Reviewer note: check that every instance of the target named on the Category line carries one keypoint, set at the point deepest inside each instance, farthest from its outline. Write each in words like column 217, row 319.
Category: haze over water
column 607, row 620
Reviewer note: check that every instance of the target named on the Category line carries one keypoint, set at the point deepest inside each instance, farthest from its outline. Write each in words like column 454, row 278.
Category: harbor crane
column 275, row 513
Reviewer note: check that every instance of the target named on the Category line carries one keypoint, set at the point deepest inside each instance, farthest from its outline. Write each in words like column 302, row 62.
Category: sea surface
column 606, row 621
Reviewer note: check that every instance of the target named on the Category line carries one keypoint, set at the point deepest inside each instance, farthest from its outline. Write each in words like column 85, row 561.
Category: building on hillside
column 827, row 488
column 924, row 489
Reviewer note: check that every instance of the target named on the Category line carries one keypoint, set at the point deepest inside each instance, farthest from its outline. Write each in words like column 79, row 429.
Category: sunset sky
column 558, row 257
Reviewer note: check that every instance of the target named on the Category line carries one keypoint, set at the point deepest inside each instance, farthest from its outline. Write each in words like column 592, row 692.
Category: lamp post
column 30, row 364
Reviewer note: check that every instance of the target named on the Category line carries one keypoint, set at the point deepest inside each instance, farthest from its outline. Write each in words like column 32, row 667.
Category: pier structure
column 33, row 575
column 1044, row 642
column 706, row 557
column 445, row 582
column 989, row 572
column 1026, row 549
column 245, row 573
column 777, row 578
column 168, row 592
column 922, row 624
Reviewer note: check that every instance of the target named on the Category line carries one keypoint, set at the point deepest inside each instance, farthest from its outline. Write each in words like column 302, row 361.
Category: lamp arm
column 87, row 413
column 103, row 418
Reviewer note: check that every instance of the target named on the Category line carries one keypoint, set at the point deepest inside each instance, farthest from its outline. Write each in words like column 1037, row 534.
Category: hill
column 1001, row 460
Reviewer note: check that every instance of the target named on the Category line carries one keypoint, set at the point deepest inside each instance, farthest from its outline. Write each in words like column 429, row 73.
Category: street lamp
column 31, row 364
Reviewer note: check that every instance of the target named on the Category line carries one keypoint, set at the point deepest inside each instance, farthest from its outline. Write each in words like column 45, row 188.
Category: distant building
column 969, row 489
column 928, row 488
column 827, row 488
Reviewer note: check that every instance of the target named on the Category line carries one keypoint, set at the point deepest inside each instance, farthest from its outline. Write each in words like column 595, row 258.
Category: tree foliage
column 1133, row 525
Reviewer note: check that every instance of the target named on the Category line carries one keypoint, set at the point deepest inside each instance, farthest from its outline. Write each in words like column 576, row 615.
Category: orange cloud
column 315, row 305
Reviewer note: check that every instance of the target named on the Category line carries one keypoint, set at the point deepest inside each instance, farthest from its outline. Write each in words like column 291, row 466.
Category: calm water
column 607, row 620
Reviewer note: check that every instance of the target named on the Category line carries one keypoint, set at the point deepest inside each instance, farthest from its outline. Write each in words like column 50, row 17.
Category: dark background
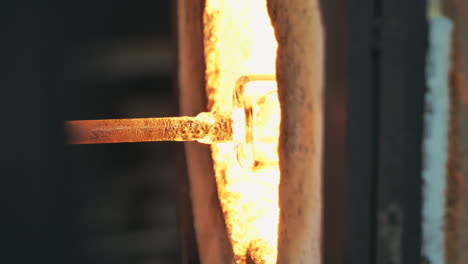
column 67, row 60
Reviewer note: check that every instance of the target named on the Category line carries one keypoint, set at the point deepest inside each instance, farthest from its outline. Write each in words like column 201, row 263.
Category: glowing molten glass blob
column 239, row 41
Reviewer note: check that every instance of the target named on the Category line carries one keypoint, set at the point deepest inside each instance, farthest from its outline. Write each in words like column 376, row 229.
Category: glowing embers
column 256, row 118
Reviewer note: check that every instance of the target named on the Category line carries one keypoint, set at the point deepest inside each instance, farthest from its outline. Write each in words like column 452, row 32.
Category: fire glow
column 239, row 40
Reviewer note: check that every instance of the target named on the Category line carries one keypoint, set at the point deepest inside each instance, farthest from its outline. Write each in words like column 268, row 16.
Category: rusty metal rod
column 205, row 128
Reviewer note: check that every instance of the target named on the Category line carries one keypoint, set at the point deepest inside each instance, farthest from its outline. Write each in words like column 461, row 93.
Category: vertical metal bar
column 402, row 88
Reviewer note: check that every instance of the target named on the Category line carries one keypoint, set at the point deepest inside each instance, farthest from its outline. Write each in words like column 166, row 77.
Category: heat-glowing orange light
column 239, row 41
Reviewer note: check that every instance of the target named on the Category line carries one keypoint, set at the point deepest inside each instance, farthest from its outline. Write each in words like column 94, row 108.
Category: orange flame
column 239, row 40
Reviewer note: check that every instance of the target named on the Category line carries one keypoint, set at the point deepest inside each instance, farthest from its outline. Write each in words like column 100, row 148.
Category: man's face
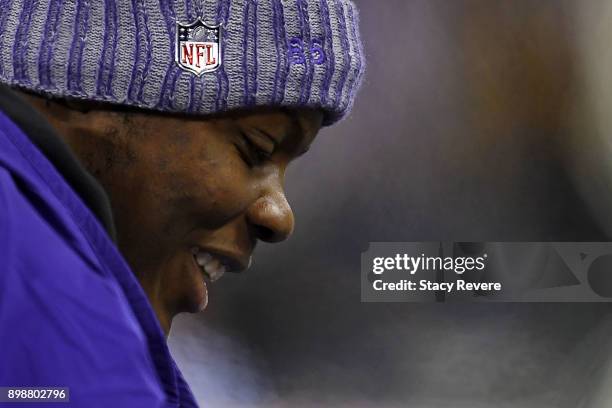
column 191, row 197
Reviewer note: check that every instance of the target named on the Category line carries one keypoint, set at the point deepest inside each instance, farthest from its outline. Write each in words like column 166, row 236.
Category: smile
column 215, row 265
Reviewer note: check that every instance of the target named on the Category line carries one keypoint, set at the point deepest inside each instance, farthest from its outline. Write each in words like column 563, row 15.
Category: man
column 165, row 127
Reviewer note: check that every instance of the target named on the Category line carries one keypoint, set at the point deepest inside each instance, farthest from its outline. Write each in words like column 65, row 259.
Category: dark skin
column 179, row 185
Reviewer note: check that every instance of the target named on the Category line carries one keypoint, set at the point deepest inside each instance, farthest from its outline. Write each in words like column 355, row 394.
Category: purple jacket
column 72, row 314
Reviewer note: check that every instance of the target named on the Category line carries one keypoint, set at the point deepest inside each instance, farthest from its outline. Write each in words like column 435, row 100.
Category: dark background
column 478, row 121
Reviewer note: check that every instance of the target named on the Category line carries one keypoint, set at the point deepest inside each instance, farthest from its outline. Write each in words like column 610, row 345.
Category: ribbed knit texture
column 274, row 53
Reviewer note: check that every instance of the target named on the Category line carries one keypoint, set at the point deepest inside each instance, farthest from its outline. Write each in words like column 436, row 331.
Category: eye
column 252, row 150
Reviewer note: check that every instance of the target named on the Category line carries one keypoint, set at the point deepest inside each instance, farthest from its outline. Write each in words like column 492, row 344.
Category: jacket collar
column 46, row 139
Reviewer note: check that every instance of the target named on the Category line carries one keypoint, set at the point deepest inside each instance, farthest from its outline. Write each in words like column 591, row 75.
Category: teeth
column 210, row 265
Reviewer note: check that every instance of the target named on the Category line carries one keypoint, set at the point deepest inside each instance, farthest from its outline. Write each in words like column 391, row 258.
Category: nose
column 271, row 217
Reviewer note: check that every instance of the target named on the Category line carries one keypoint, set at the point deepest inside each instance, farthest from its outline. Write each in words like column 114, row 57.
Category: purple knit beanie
column 187, row 56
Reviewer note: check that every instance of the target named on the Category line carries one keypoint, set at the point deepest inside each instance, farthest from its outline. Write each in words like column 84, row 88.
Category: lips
column 210, row 265
column 214, row 264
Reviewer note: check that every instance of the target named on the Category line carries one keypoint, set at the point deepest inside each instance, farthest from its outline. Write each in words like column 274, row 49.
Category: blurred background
column 479, row 120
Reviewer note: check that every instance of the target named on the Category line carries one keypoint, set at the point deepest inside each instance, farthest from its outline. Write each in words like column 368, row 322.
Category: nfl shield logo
column 198, row 47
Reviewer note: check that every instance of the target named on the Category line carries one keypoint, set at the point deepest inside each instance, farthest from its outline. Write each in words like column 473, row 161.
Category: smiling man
column 143, row 147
* * * * * * *
#### WHAT IS EXPECTED
Copy, character for character, the lines from the line that holds "591, row 75." through the final line of the records above.

#### SOLUTION TO THIS PROBLEM
Reviewer note: check that every instance of the target named on the Category line carries one keypoint, set at the point deepest inside each instance, farthest from its outline. Write each in words like column 591, row 75.
Category: teeth
column 210, row 265
Reviewer note: check that every instance of the target named on the Category line carries one keypoint, set at the point deepest inside each instance, farthest from its outline. Write each in words like column 391, row 258.
Category: nose
column 271, row 217
Reviewer note: check that every instance of the target named on the Category line carries one keypoint, set at the point deepest inside each instance, farthest from its outline. Write each in words like column 114, row 57.
Category: purple knit beanie
column 187, row 56
Reviewer note: check that every instance of the target named on the Category line carries one keypoint, set at the point deepest inside each instance, farthest from its outline. Write each in words like column 84, row 88.
Category: lips
column 210, row 265
column 214, row 264
Reviewer note: check that every instance of the target named on the Category line carries one keypoint, set at the point deepest inside each instance, farthest from its outline. Write each in words like column 274, row 49.
Category: blurred background
column 479, row 120
Reviewer note: check that every instance of the target named on the Category line carries one keypoint, set at the point deepest inside each instance, farthest from its outline. Write each in words like column 368, row 322.
Category: nfl shield logo
column 198, row 47
Reviewer note: check that every instance of the target named on the Category line carries one keypoint, set at the point deepest inside each instance, farthest from its outline. Write each in words like column 473, row 161.
Category: smiling man
column 143, row 147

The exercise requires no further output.